**EXERCISE TASK:**
Your task is to print the material below exactly as presented.
--- RECORDS ---
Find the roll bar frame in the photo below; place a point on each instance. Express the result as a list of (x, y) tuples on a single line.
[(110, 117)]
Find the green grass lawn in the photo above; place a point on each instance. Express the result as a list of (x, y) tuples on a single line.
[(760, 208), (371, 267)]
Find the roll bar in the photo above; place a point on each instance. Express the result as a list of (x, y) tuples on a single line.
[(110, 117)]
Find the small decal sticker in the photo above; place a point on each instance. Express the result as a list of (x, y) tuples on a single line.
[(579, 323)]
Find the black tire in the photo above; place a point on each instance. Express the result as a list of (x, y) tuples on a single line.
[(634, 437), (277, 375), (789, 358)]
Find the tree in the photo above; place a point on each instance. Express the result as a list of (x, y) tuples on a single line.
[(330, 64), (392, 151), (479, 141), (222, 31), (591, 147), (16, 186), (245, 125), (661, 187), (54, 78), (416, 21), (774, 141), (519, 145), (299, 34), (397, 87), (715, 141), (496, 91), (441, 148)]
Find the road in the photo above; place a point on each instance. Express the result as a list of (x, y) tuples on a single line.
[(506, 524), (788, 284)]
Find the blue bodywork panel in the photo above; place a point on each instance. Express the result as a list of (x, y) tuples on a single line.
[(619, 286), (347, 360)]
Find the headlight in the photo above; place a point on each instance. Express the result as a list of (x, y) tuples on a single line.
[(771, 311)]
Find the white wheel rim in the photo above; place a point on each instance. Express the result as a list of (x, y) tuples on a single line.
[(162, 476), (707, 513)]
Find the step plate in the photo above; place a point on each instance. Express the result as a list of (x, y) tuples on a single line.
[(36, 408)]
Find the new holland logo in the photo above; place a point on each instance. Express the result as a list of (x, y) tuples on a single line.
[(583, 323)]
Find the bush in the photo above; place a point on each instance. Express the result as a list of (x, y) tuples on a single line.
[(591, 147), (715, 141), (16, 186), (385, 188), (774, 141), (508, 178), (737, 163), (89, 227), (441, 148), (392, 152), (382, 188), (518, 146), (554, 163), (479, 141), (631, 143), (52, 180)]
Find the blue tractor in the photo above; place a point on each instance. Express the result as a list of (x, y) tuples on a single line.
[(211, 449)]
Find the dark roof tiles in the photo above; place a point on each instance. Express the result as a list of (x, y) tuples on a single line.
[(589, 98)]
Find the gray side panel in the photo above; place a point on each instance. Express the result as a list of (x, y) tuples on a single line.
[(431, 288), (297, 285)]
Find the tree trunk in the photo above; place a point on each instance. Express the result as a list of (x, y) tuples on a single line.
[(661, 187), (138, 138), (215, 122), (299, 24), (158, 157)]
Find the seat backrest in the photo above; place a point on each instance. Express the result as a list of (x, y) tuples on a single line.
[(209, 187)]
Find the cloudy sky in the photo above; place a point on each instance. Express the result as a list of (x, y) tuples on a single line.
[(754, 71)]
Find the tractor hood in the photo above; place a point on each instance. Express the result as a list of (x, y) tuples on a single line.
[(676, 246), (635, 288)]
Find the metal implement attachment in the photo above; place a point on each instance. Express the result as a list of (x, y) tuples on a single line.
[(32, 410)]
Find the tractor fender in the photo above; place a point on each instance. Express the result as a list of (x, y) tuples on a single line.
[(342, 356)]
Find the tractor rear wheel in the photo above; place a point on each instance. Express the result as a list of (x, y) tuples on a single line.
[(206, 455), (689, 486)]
---
**SOLUTION:**
Find the roll bar frame in the photo below; place a point on each instance. Express the result as a list of (x, y) tuples on a single line.
[(110, 117)]
Find the green grass lawn in the photo above; place a point on each instance. Express the result as a list of (x, y) tuples on a single line.
[(760, 208), (371, 267)]
Find the roll bar in the photo above; place a point on each instance. Express the result as a list of (x, y) tuples on a single line.
[(110, 117)]
Find the small decal sticker in the photo above; place a point on each instance. Express the result as a list of (x, y) tuples on a single line.
[(579, 323)]
Find the black tire in the photo above; place a point on each instance. Express the result as a list of (x, y) tuples on a single line.
[(634, 437), (277, 375), (789, 358)]
Find the tree in the photo above; place a point on each instance. Express the result as a list of (x, y) tuples on a single line.
[(330, 64), (392, 151), (479, 141), (222, 31), (591, 147), (16, 186), (245, 125), (661, 187), (54, 78), (416, 21), (774, 141), (519, 145), (299, 34), (397, 87), (715, 141), (496, 91), (441, 148)]
Find the road in the photo above; place a point on each instance. Express the result as a list of (x, y) tuples on a single line.
[(506, 524), (788, 284)]
Find the blue bodywork panel in the photo above; place a point on each instance. Express the result as a list of (x, y) tuples on a single line.
[(619, 286), (347, 360)]
Find the headlight in the photo above; place a point on each instance. Express the result as a list of (x, y) tuples on a single line.
[(771, 311)]
Find the white wheel rim in the photo above; place a point on each instance. Express the result as a list of (x, y) tuples on a single line.
[(162, 476), (707, 513)]
Find the step plate in the photo above; place a point on each instance. Express the result as a list of (x, y) tuples on a single line.
[(36, 408)]
Find the new holland logo in the photo above; place a point on each instance. Express the result as a list of (x, y) tuples on a single line.
[(583, 323)]
Find the bush in the photo above; place a point on each instance. Express the result as a list of (x, y) tuples on a single line.
[(591, 147), (715, 141), (16, 186), (385, 188), (774, 141), (508, 178), (737, 163), (89, 227), (441, 148), (392, 152), (382, 188), (518, 146), (554, 163), (479, 141), (631, 143), (52, 180)]
Find the blue tractor in the photo above; place a point on each instance. Express the result as a list of (x, y) tuples on a single line.
[(211, 449)]
Find the dark roof tiles in the photo above; place a point on each instance. Express the result as a list of (x, y) tuples on a single line.
[(589, 98)]
Find the gray side panel in the photo above; place a point on each instance. Express the result as a list of (x, y) tuples on a single line.
[(431, 288), (297, 285)]
Find the tree trunk in the photo above; place a point on each instance. Express the result as a list of (x, y) tuples on a single line.
[(661, 187), (138, 138), (215, 122), (299, 24), (158, 157)]
Find the seat backrest in the photo above; place a point on each instance. Express the result as a list of (x, y) tuples on a single line.
[(209, 187)]
Find the cloudy sky in the photo above; place a point on each instance. Express the result as a list of (x, y) tuples on a single line.
[(754, 71)]
Find the tractor hood in the photo above; place a point on each instance. Express the result as a list of (x, y) tuples on a single line.
[(676, 246), (635, 288)]
Find the metal implement attachment in the photo above; place a point on each instance. Express the result as a list of (x, y) tuples on a single line.
[(32, 410)]
Find the tractor fender in the photo above; place a point on each instance. Express the result as a list of (x, y) tuples on a single line.
[(342, 356)]
Find the tractor rear wheel in the photo above; place a point on each instance. Express the result as a list of (x, y) tuples on a single line.
[(206, 455), (689, 486)]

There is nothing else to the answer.